In the entries below, return only the line containing "Note: for this drill, pin each instance of the grass" and those after it, exactly, through the last line.

*** DATA FOR THE TASK Section Begins ***

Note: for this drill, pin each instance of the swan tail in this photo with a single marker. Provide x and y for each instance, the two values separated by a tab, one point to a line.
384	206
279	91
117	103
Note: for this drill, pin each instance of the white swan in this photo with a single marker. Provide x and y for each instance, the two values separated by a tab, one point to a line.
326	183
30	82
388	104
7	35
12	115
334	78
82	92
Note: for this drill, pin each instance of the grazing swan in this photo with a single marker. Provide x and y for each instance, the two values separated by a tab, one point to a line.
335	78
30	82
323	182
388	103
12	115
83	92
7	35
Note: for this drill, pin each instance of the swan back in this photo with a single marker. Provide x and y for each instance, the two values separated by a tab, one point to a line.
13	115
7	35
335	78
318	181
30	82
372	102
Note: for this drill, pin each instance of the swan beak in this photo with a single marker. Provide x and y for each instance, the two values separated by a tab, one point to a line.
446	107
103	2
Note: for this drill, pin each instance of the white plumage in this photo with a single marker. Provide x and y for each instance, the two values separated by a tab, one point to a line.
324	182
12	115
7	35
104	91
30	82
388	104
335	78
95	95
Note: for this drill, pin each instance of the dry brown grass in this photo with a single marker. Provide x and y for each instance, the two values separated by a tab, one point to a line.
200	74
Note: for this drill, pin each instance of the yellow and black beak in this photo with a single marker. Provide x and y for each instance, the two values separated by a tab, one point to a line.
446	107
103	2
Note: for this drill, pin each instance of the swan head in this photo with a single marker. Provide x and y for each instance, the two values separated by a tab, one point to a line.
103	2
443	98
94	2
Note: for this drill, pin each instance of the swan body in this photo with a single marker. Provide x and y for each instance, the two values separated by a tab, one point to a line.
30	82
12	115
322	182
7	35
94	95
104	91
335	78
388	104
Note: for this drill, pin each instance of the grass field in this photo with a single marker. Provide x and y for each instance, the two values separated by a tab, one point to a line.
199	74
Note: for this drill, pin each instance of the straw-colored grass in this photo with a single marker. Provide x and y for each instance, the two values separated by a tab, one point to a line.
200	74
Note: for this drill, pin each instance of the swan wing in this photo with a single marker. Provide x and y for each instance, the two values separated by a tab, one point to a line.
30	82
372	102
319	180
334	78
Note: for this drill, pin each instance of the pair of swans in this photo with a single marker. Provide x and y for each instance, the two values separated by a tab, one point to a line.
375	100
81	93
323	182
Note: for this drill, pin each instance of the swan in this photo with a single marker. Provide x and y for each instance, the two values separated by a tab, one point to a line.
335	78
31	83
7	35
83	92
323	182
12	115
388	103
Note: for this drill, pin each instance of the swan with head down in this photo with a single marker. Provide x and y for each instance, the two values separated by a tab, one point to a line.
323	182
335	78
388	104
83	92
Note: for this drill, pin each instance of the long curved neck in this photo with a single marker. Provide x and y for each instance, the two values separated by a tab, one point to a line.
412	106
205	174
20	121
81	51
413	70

*** DATA FOR THE TASK Section Ends ***

#### [EXERCISE RESULT]
Note: for this drill, pin each instance of the grass field in this photo with a single marker. Provide x and y for each instance, the two values separated by a tab, one point to a line.
199	74
Note: for this drill, pin each instance of the straw-colored grass in this photo with a single marker. Provide x and y for each instance, the two values separated by a tab, one point to a line.
200	74
Note: for this drill, pin each instance of the swan wing in this photo with a single marker. Provide x and y for each instance, the two values separated by a tab, one point to a line.
30	82
372	102
319	180
334	78
Note: for this drill, pin each instance of the pair of swans in this photo with a single marker. Provide x and y for each instance, the two values separated by a tab, one point to a line.
375	100
81	93
323	182
Note: for this drill, pin each instance of the swan in this photo with a single marker. Provide x and y for each instance, the two values separated by a tab, one point to a line.
335	78
31	83
7	35
83	92
323	182
12	115
388	103
Note: for this drill, pin each instance of the swan with head down in this photo with a single marker. Provide x and y for each instance, the two values separated by a tab, one point to a line.
323	182
335	78
388	104
83	92
Note: for this drill, pin each instance of the long curved neck in this photo with a single marker. Provide x and y for each instance, the two values separated by a tab, one point to a line.
412	106
205	174
20	121
81	51
413	70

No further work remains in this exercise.